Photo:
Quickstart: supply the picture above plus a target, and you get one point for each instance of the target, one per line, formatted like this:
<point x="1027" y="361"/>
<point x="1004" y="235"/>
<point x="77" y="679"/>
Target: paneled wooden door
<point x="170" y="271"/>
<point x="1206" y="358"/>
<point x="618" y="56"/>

※

Task brief =
Output all of the entries, exactly as they are written.

Solution to this exercise =
Photo:
Quickstart: supply the picture above plus a target, and you get one point for each instance of the target, one per line, formatted like this:
<point x="1027" y="361"/>
<point x="1004" y="235"/>
<point x="77" y="679"/>
Target: paneled wooden door
<point x="170" y="271"/>
<point x="1206" y="358"/>
<point x="618" y="56"/>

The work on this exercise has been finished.